*** EXERCISE DATA Section Begins ***

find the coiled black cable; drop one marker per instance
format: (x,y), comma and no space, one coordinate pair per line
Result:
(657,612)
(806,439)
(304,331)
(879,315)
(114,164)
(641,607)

*** EXERCISE DATA Section Ends ***

▶ **WHAT THE EXERCISE ASKS**:
Nothing but the lines from the line with "format: (x,y), comma" to the last line of the listing above should appear; please retype them exactly, both ends included.

▶ **EXERCISE RESPONSE**:
format: (x,y), comma and no space, one coordinate pair per line
Result:
(657,612)
(806,439)
(304,331)
(879,315)
(114,164)
(641,607)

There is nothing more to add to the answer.